▶ _What you have to do_:
Please copy the court decision from "G.R. No. L-21151." up to and including "go more slowly.", substituting "bus" for "jeepney".

▶ _Extract to read_:
<<<<
G.R. No. L-21151. June 26, 1968
LOURDES MUNSAYAC, PETITIONER, VS. BENEDICTA DE LARA AND THE COURT OF APPEALS, RESPONDENTS.
MAKALINTAL, J.:
As a result of injuries suffered by the plaintiff?appellee while riding as a passenger on a jeepney owned and operated by the defendant-appellant, this
action for recovery of damages was filed in the Court of First Instance of Rizal (Pasig Branch). The trial Judge found the driver recklessly
negligent: he drove at an excessive
speed, unmindful of the fact that the road was under repair and heedless of the
passengers’ pleas that he go more slowly.
Besides the award of compensatory damages for actual expenses incurred
and loss of income, the defendant was ordered to pay P1,000.00
as exemplary damages and P500.00 as attorney’s fees. On these last two items the defendant
appealed to the Court of Appeals, which rendered a judgment of affirmance, quoting the trial Court’s justification for the
award as follows:
“The defendant’s admission that the accident happened and the
plaintiff’s extensive injuries as a result thereof, despite which the
defendant failed, or even refused, to placate the sufferings of plaintiff,
necessitating the filing of this action, entitled plaintiff to exemplary
damages – to set an example to others – and attorney’s fees.”
The case is now before us on review by certiorari.
The Civil Code provides that “exemplary or corrective
damages are imposed, by way of example or correction for the public good”
(Act 2229); and that in contracts “the Court may award exemplary damages
if the defendant acted in wanton, fraudulent, reckless, oppressive or
malevolent manner” (Art. 2232).
Appellant points out that the act referred to in Article 2232
must be one which is coetaneous with and characterizes the breach of the
contract on which the suit is based, and not one which is subsequent to such
breach and therefore has no causal relation thereto, such as the herein
defendant’s failure to placate the sufferings of the plaintiff.”
Appellant relies on the case of Rotea
vs. Halili, G. R. No. L-12030, September 30, 1960, where this Court held.
“According to the rule adopted by many courts, a principal or
master can be held liable for exemplary or punitive damages based upon the
wrongful act of his agent or servant only where he participated in the doing of
such wrongful act or has previously authorized or subsequently ratified it with
full knowledge of the facts. Reasons
given for this rule are that since damages are penal in character, the motive authorizing
their infliction will not be imputed by presumption to the principal when the
act is committed by an agent or servant, and that since they are awarded not by
way of compensation, but as a warning to others, they can only be awarded
against one who has participated in the offense, and the principal therefore
cannot be held liable for them merely by reason of wanton, oppressive or
malicious intent on the part of the agent’ (15 Am. Jur.
730).”
>>>>
▶ _Dataset section_:
<<<<
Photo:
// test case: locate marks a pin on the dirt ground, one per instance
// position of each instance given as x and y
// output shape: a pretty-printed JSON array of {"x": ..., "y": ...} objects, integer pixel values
>>>>
▶ _Exercise answer_:
G.R. No. L-21151. June 26, 1968
LOURDES MUNSAYAC, PETITIONER, VS. BENEDICTA DE LARA AND THE COURT OF APPEALS, RESPONDENTS.
MAKALINTAL, J.:
As a result of injuries suffered by the plaintiff?appellee while riding as a passenger on a bus owned and operated by the defendant-appellant, this
action for recovery of damages was filed in the Court of First Instance of Rizal (Pasig Branch). The trial Judge found the driver recklessly
negligent: he drove at an excessive
speed, unmindful of the fact that the road was under repair and heedless of the
passengers’ pleas that he go more slowly.